Editor’s Note: We’re proud to be able to bring you the first article in this great, new column from Craig Heffner. This column is aimed squarely at those in the InfoSec field who are tired of hearing that you truly can’t be a security professional without knowing how to code.

Why even learn to program at all?

Not everyone will have a need to learn programming. I’m sure there are many people who are quite accomplished in the field of computer security and have never written a program. Personally, I constantly find myself modifying programs to add or change their functionality, or just writing my own. And needless to say, if you are going to be doing any type of exploit discovery, you will need some programming knowledge.

Without raising the "to code or not to code" argument, here is the way I look at it: hacking is about controlling a computer and making it do what you want – often when it is not designed to do so. A computer by itself is nothing but a bunch of silicon, wires, and metal. Software controls the computer, and, if you can control software, well…there ya go. :)

Active Image
Active Image del.icio.us

Discuss in Forums {mos_smf_discuss:Heffner}


Introduction

In this tutorial we will cover the basics of C programming, a little history, and create a semi-useful program.  I have chosen to begin with C because:

1) It is one of (if not the) most popular programming languages.

2) Unix and Linux are written primarily in C.

3) Its abstraction from assembly code makes it much easier to learn than ASM.

4) Despite the above, it still provides sufficient low-level access to the computer.

Brief =
Return the passage of the C programming tutorial that begins at the words "In this tutorial" and stops after "popular programming languages.". Work only from the C programming tutorial above.

Supplied material =
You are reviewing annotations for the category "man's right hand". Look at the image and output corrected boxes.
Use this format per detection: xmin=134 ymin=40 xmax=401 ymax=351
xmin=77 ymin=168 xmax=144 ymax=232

In response =
In this tutorial we will cover the basics of C programming, a little history, and create a semi-useful program.  I have chosen to begin with C because:

1) It is one of (if not the) most popular programming languages.